*** Records for processing ***
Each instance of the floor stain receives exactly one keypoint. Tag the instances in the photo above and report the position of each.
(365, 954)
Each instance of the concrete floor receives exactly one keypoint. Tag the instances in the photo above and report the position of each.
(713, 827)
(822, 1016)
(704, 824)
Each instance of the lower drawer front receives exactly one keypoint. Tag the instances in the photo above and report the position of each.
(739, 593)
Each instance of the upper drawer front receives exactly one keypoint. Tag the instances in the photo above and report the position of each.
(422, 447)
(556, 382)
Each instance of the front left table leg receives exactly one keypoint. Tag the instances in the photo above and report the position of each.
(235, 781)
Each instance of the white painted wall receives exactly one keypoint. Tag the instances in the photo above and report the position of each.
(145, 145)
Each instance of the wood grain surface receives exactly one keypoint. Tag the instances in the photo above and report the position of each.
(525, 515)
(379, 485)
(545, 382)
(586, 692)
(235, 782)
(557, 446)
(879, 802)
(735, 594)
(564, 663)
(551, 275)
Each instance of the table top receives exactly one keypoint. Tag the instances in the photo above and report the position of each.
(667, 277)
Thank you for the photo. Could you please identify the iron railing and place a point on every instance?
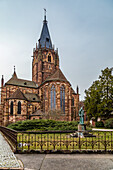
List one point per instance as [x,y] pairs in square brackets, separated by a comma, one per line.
[11,137]
[60,141]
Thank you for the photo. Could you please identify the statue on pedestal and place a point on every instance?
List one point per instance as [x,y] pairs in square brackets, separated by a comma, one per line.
[81,114]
*** End of Records for processing ***
[Work instructions]: Print all of the entries word for word. Omit the pictures they contain.

[Solution for this exercise]:
Each instance of the floor stain receives exactly one keypoint. Tag the instances in the photo above and report the position of each.
(365, 954)
Each instance of the concrete floor receives exactly one keypoint. Tag the instances in the photo above and report the position of each.
(713, 827)
(822, 1016)
(704, 824)
Each instance of the lower drawer front receives exactly one keypoint. Tag the instances in the photo above and report the position of each.
(739, 593)
Each instance of the upper drawer front receives exactly one keypoint. Tag the instances in the photo above and report the position of each.
(422, 447)
(556, 382)
Each instance of the front left table leg receives exactly one keypoint. Tag the instances in the photo above and report the position of each.
(235, 781)
Each instance of the white painted wall receives exactly one keypoint. Tag the instances in the photo above and report the position of each.
(145, 145)
Each instance of the wood grain surface receives exactly one keypoint. Tag the instances in the photo above and report the position of each.
(525, 515)
(379, 485)
(545, 382)
(586, 692)
(235, 782)
(557, 446)
(879, 802)
(735, 594)
(564, 663)
(551, 275)
Each instance of the table top receives exactly one keypoint. Tag the instances in the photo above and report the position of each.
(667, 277)
Thank you for the photo. Could you please identify the iron railing and place a point on every instance?
List one point per instance as [x,y] pairs in square brackets, separated by a comma, one per line.
[11,137]
[60,141]
Thank you for the photo. Could you please identify the statue on pedestal and place a point on every instance?
List one point per instance as [x,y] pairs in square brackets, separated by a comma, one per line.
[81,114]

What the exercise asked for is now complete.